## Material supplied
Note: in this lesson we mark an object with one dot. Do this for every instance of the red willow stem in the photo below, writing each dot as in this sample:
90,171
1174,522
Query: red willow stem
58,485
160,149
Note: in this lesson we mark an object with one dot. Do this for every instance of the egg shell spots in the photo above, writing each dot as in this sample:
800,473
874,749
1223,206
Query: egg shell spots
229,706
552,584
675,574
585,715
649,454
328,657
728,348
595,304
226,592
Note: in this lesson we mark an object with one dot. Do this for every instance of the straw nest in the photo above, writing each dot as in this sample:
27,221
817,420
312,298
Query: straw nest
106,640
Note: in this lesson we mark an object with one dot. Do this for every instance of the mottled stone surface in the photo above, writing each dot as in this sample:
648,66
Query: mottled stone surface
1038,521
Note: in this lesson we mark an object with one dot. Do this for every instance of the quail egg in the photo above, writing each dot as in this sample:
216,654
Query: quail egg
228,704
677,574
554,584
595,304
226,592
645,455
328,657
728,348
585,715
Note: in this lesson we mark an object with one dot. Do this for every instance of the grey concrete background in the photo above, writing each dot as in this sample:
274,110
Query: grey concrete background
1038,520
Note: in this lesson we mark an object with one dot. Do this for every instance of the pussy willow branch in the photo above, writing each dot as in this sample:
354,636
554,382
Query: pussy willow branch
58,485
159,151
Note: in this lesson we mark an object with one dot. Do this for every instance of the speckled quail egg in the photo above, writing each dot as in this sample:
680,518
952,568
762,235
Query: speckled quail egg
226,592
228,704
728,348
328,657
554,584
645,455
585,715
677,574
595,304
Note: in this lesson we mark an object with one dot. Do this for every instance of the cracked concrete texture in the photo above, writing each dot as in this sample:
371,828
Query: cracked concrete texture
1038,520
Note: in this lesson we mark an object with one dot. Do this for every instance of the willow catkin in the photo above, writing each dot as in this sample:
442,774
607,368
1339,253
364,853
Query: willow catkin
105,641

## Your instructions
Set out every line of the entries above as a Markdown table with two columns, Row and Line, numbering the rows in order and skipping any blank lines.

## Solution to this exercise
| Row | Line |
|---|---|
| 1 | Note: in this lesson we mark an object with one dot. Do this for every instance of the red willow stem in the photo below, writing each dot as in this sample: |
| 2 | 90,171 |
| 3 | 1174,522 |
| 4 | Query: red willow stem |
| 5 | 58,485 |
| 6 | 160,149 |
| 7 | Note: in this lesson we mark an object with one dot. Do this for every instance of the egg shell spots in the photo above, writing each dot as in this sample: |
| 8 | 800,473 |
| 9 | 874,749 |
| 10 | 1223,206 |
| 11 | Query: egg shell spots |
| 12 | 229,706 |
| 13 | 552,584 |
| 14 | 675,574 |
| 15 | 585,715 |
| 16 | 649,454 |
| 17 | 328,657 |
| 18 | 728,348 |
| 19 | 595,304 |
| 20 | 226,592 |
| 21 | Note: in this lesson we mark an object with one dot. Do this for every instance of the straw nest in the photo above, writing each dot as in this sample: |
| 22 | 27,221 |
| 23 | 817,420 |
| 24 | 312,298 |
| 25 | Query: straw nest |
| 26 | 106,640 |
| 27 | Note: in this lesson we mark an object with one dot. Do this for every instance of the mottled stone surface in the photo above, writing each dot as in this sample: |
| 28 | 648,66 |
| 29 | Query: mottled stone surface |
| 30 | 1038,521 |
| 31 | Note: in this lesson we mark an object with one dot. Do this for every instance of the quail egg in the photo above, writing each dot as in this sample: |
| 32 | 216,654 |
| 33 | Query: quail egg |
| 34 | 228,704 |
| 35 | 677,574 |
| 36 | 554,584 |
| 37 | 595,304 |
| 38 | 226,592 |
| 39 | 645,455 |
| 40 | 328,657 |
| 41 | 728,348 |
| 42 | 585,715 |
| 43 | Note: in this lesson we mark an object with one dot. Do this for every instance of the grey concrete background in the photo above, writing each dot as in this sample: |
| 44 | 274,110 |
| 45 | Query: grey concrete background |
| 46 | 1038,520 |
| 47 | Note: in this lesson we mark an object with one dot. Do this for every instance of the pussy willow branch in the photo above, writing each dot as in this sample: |
| 48 | 354,636 |
| 49 | 554,382 |
| 50 | Query: pussy willow branch |
| 51 | 58,485 |
| 52 | 159,151 |
| 53 | Note: in this lesson we mark an object with one dot. Do this for every instance of the speckled quail egg in the photo above, writing each dot as in this sample: |
| 54 | 680,518 |
| 55 | 952,568 |
| 56 | 762,235 |
| 57 | Query: speckled quail egg |
| 58 | 226,592 |
| 59 | 228,704 |
| 60 | 728,348 |
| 61 | 328,657 |
| 62 | 554,584 |
| 63 | 645,455 |
| 64 | 585,715 |
| 65 | 677,574 |
| 66 | 595,304 |
| 67 | Note: in this lesson we mark an object with one dot. Do this for every instance of the cracked concrete texture in the photo above, writing each dot as in this sample: |
| 68 | 371,828 |
| 69 | Query: cracked concrete texture |
| 70 | 1038,520 |
| 71 | Note: in this lesson we mark an object with one dot. Do this for every instance of the willow catkin in the photo above, writing each dot as in this sample: |
| 72 | 442,774 |
| 73 | 607,368 |
| 74 | 1339,253 |
| 75 | 364,853 |
| 76 | Query: willow catkin |
| 77 | 105,641 |